(Region annotation lines)
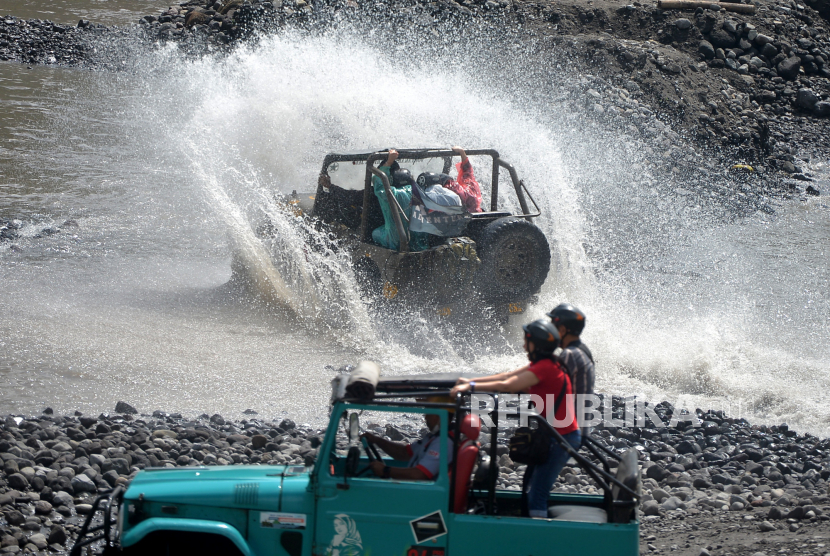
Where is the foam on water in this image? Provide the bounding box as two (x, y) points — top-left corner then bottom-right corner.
(0, 29), (830, 434)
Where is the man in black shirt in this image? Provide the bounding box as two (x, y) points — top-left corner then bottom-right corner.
(548, 303), (595, 446)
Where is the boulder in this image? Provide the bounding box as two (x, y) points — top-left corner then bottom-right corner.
(46, 525), (68, 545)
(795, 89), (818, 111)
(777, 56), (801, 81)
(709, 29), (738, 48)
(70, 474), (98, 493)
(115, 401), (138, 415)
(698, 41), (715, 60)
(6, 473), (29, 490)
(643, 500), (660, 515)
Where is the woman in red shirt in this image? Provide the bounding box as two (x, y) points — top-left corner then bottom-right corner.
(451, 319), (582, 517)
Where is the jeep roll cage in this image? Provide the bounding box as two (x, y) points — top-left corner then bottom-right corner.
(337, 373), (640, 516)
(318, 148), (542, 253)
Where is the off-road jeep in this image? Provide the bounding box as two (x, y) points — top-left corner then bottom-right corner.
(278, 149), (551, 321)
(70, 367), (639, 556)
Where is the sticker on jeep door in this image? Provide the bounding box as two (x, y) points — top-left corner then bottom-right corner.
(259, 512), (306, 529)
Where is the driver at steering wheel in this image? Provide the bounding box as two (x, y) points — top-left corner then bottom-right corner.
(361, 398), (453, 481)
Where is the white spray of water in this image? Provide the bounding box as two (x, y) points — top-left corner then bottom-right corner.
(24, 28), (830, 432)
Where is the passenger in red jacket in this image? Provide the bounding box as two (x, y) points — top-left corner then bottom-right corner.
(450, 319), (582, 518)
(444, 147), (481, 212)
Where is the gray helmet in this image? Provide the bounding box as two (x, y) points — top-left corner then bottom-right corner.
(392, 168), (414, 187)
(522, 319), (559, 361)
(418, 172), (452, 189)
(548, 303), (585, 336)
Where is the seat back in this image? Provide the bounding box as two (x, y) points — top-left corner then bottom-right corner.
(452, 440), (479, 514)
(452, 413), (481, 514)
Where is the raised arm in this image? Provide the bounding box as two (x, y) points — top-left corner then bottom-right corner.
(450, 365), (539, 396)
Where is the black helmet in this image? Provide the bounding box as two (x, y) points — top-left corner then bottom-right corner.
(522, 319), (559, 361)
(392, 168), (414, 187)
(548, 303), (585, 336)
(418, 172), (452, 189)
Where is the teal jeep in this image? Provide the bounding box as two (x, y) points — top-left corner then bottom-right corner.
(70, 368), (639, 556)
(256, 149), (551, 323)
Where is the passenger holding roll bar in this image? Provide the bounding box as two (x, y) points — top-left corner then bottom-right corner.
(450, 319), (582, 517)
(372, 149), (429, 251)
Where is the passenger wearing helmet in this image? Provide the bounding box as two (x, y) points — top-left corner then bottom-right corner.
(372, 149), (429, 251)
(444, 147), (481, 212)
(361, 397), (453, 481)
(450, 319), (581, 517)
(548, 303), (595, 441)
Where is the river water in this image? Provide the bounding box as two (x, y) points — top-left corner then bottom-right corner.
(0, 7), (830, 435)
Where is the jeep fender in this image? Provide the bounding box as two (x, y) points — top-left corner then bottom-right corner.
(121, 517), (254, 556)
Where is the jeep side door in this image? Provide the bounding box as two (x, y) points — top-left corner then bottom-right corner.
(313, 406), (449, 556)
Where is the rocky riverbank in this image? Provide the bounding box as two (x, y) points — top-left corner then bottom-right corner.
(0, 398), (830, 556)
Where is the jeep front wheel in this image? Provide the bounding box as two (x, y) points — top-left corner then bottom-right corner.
(476, 216), (550, 301)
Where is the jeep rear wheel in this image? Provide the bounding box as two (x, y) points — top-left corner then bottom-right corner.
(476, 216), (550, 301)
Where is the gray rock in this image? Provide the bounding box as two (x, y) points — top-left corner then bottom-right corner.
(210, 413), (225, 427)
(35, 500), (52, 515)
(709, 29), (738, 48)
(674, 17), (692, 31)
(29, 533), (49, 550)
(71, 474), (98, 493)
(651, 488), (670, 504)
(110, 458), (130, 475)
(52, 442), (74, 452)
(660, 496), (686, 511)
(46, 525), (67, 545)
(698, 41), (715, 60)
(643, 500), (660, 515)
(6, 473), (29, 490)
(795, 89), (818, 110)
(52, 491), (75, 508)
(787, 506), (807, 519)
(758, 521), (775, 533)
(115, 401), (138, 415)
(777, 56), (801, 80)
(754, 34), (772, 46)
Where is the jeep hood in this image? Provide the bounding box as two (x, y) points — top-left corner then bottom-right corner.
(124, 465), (313, 511)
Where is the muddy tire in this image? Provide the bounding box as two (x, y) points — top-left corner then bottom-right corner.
(476, 216), (550, 301)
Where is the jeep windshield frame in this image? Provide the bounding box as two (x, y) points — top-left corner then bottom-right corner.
(320, 148), (542, 253)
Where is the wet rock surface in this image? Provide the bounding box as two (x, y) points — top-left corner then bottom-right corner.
(0, 403), (324, 554)
(0, 397), (830, 556)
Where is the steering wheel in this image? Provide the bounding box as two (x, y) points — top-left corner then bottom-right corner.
(361, 436), (383, 461)
(354, 436), (382, 477)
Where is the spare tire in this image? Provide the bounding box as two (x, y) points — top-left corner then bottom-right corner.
(476, 216), (550, 301)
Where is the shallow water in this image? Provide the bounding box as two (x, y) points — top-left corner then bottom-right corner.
(0, 23), (830, 435)
(0, 0), (170, 25)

#### The task:
Please write out everything from the line containing "Where is the rocky" down to the line containing "(320, 148), (542, 253)", including both, with the requests left unchanged and every coordinate in the answers multiplied by 0.55 and rounded to a whole number, halves rounding up. Give only those lines.

#### Reply to the task:
Where is the rocky riverbank in this image? Provide the bounding box as two (x, y) points — top-left corner then bottom-right corner.
(0, 219), (457, 306)
Where is the jeep front wheel in this image? Provide the bounding box as two (x, y) points — top-left corner then bottom-right corner.
(262, 119), (303, 166)
Where is the jeep rear wheel in this image? Provide the bounding box as two (x, y) points — top-left corner then bottom-right corner.
(262, 119), (303, 166)
Where is the gray rock in this image? Provide the bounding box as two (x, y) points — top-left corner then bottom-right corner.
(116, 227), (124, 235)
(19, 275), (29, 283)
(390, 16), (406, 26)
(371, 9), (381, 17)
(16, 293), (27, 303)
(39, 261), (54, 271)
(358, 268), (369, 277)
(61, 252), (72, 261)
(29, 243), (41, 249)
(363, 273), (377, 281)
(25, 289), (37, 300)
(384, 23), (393, 33)
(354, 275), (363, 283)
(3, 260), (16, 270)
(437, 49), (450, 61)
(29, 270), (41, 279)
(433, 278), (444, 285)
(417, 287), (426, 293)
(63, 221), (76, 228)
(427, 31), (441, 44)
(415, 19), (425, 25)
Where is the jeep hood in this image? Provide the bounding box as two (x, y) points — top-left corner then bottom-right corner.
(68, 256), (172, 281)
Where is the muddy tire in this image? Provide the bounding box as two (x, y) points — top-left corner then bottom-right corner.
(262, 119), (303, 166)
Where is the jeep windshield frame in this image? Provide the bounding box as two (x, y) points — top-left corner then bottom-right corner.
(176, 81), (298, 139)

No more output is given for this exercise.